## Selected extract
%%

I've wanted to write an honest entry for a long time since these days I've been very private and recluse. I'm normally an open book and speak freely, however the last few weeks I've been fighting my little battles. So today I wanted to express myself and talk about depression.
I have depression and find some days a real struggle. For so long I have suffered in silence without going through appropriate channels to find support. I honestly hate the whole stigma around depression and how people judge you like you're some mental case about to go on a killing spree and drown kittens or something. "Oh don't speak to her, she's a weirdo." I wish people realise and understand that like a cold, flu, cancer etc, depression is a disease, an illness. Politically correct term 'mental illness'. Like how Baron Von Grumble put it "it's like hay-fever, but instead of crying from the hay, you just feel so shit you cannot cry. You feel so numb." Haha, or in my case, you cry all the time from the pain of feeling so numb.
For as long as I can remember I always felt like an outsider, and different. And the truth is I am different. With my chemically imbalanced brain, I think and feel differently to everyone else.
And you know, I get it.. this is not a "woe is me" entry. I'm not trying to gain sympathy from anyone who may stumble across my journal. I know my life must look pretty damn good from the outside since I moved to England, being able to afford living on my own while travel to some amazing countries, I am physically well and able, I can afford to clothe and feed myself, I go out all the time. Yes those are great things and I'm not ungrateful, but the truth is, depression is like a haze that clouds your mind and rips all the goodness from your life leaving you to feel empty. Sure things must look great but sadly it isn't. It affects my relationships, overall health, happiness, and time I will never get back. I know I am fortunate, I know everyone has problems... I know I could be living in a third world country in the poorest of conditions, starving and dying from disease; believe me I've witness this with my own eyes while travelling. But what I am trying to explain is that - Yes, life is hard and unfair sometimes for everybody but with depression it's just THAT much harder. The simplest of tasks seem impossible.

%%

## Data records
%%

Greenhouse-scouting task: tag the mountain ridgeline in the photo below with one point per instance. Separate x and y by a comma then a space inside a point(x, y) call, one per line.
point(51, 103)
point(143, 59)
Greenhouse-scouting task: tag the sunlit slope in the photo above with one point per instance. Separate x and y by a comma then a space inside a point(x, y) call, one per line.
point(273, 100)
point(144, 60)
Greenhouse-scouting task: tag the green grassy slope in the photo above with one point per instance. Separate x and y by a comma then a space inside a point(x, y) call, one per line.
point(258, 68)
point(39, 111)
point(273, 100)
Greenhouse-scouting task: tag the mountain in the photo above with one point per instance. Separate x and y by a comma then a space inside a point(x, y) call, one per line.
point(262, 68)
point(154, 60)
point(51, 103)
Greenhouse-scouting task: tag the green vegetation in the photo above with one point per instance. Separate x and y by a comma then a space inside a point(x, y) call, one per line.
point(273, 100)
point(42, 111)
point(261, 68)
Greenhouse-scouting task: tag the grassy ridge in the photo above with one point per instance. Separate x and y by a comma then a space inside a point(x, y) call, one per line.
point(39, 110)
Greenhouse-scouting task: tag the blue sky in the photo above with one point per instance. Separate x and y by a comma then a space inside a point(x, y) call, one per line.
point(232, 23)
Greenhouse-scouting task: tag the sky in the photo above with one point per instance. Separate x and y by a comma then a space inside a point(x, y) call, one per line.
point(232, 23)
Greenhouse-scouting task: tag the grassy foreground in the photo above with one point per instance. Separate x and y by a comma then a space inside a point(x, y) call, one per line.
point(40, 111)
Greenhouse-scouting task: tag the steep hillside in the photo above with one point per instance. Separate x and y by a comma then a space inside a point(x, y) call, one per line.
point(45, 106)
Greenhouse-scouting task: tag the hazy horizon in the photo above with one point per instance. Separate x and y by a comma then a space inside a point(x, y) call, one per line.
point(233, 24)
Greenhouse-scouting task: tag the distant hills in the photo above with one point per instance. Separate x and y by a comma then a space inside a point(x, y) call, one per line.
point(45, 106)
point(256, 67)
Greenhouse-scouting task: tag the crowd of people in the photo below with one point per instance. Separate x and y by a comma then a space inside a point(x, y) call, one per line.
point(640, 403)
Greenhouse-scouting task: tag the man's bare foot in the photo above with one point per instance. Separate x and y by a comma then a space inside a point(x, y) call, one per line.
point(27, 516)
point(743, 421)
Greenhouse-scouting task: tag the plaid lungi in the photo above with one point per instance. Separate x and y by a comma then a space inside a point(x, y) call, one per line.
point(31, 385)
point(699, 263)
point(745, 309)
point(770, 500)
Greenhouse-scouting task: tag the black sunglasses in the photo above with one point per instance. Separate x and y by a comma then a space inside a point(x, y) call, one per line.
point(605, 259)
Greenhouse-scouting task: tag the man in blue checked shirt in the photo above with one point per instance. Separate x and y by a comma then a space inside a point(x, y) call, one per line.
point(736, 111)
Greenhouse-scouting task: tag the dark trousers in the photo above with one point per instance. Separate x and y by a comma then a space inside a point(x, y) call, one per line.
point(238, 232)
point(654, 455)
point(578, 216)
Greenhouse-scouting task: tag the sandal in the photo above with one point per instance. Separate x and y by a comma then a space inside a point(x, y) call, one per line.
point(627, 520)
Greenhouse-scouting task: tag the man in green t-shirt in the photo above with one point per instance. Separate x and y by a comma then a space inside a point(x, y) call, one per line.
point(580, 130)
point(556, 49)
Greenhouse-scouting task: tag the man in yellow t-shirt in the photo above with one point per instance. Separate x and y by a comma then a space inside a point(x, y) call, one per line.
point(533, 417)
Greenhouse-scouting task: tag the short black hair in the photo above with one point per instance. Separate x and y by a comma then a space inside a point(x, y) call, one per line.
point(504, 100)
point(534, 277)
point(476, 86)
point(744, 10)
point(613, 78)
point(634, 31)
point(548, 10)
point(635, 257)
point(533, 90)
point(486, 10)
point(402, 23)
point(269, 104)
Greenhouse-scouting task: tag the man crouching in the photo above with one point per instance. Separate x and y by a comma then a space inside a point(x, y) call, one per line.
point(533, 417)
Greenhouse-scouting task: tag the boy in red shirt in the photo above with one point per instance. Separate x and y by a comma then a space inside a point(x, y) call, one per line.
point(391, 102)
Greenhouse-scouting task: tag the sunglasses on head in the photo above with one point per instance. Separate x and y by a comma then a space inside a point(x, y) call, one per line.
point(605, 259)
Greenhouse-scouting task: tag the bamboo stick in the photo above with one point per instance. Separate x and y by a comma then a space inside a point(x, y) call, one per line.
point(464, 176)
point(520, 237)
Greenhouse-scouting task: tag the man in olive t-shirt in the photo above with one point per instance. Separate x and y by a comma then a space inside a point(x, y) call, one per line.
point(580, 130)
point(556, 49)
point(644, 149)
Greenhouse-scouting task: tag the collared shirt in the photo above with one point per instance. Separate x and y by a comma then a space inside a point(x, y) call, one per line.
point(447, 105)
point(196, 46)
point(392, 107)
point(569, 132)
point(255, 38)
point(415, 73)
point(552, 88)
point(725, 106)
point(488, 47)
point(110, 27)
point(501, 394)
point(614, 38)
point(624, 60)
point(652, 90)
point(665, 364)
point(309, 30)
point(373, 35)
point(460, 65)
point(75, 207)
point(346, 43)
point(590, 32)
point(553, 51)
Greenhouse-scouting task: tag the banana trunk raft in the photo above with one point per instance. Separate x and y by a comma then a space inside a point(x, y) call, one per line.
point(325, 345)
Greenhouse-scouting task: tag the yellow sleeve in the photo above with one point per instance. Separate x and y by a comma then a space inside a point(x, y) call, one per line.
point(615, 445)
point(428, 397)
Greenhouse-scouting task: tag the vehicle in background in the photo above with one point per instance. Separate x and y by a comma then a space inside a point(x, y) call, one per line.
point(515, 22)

%%

## Questions
(a) Summarize the journal entry on depression in two sentences.
(b) Rewrite the journal entry on depression, starting with "I have depression" and going on through "feeling so numb.", with "stigma" changed to "prejudice".
(c) Carry the journal entry on depression forward from its last sentence.

## Answers provided
(a) The writer, normally open but private in recent weeks, describes living with depression, resents the stigma around it, and argues that it is an illness like a cold, flu or cancer. Although the writer's life looks good from the outside and the writer acknowledges being fortunate, depression leaves the writer feeling empty, affects relationships, health and happiness, and makes the simplest tasks seem impossible.

(b)
I have depression and find some days a real struggle. For so long I have suffered in silence without going through appropriate channels to find support. I honestly hate the whole prejudice around depression and how people judge you like you're some mental case about to go on a killing spree and drown kittens or something. "Oh don't speak to her, she's a weirdo." I wish people realise and understand that like a cold, flu, cancer etc, depression is a disease, an illness. Politically correct term 'mental illness'. Like how Baron Von Grumble put it "it's like hay-fever, but instead of crying from the hay, you just feel so shit you cannot cry. You feel so numb." Haha, or in my case, you cry all the time from the pain of feeling so numb.

(c)
Depression isn't "oh my boyfriend dumped me, so I feel sad". Depression is "I feel sad" when things are normal. Feelings of isolation, anxiety, lost hope, no motivation, lonely, sad all the time. Most cases it's either triggered or for no apparent reason. It's something I would never wish on anybody. Will it ever go away? Nope, so this is something I have to accept.
I have to remind myself to take each day at a time and pro-actively work on myself. I am looking at getting support through the NHS and making the effort with family and friends. Those with depression shouldn't hide in the shadows and suffer in silence any more. Speak out! Living with depression doesn't make you a bad or weak person. There's other people out there who is fighting this every day too. Find support, live each day to the fullest, and remember you are loved - even if you don't see it through this haze, they are there.